Exercise: Reproduce the listing below with every "person in red jacket" swapped for "person in blue jacket" and all else unchanged. Leave the pictures out.

+-------+

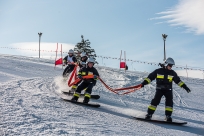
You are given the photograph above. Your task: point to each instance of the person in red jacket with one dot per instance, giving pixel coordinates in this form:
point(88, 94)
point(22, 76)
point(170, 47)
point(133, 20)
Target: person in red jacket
point(82, 64)
point(164, 77)
point(86, 83)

+-------+

Full response:
You are given the photograph above. Your task: point to each instance of the person in blue jacket with one dot per instance, giving pixel coordinates in this form:
point(88, 94)
point(22, 76)
point(170, 47)
point(133, 20)
Target: person in blue jacket
point(82, 64)
point(164, 77)
point(86, 83)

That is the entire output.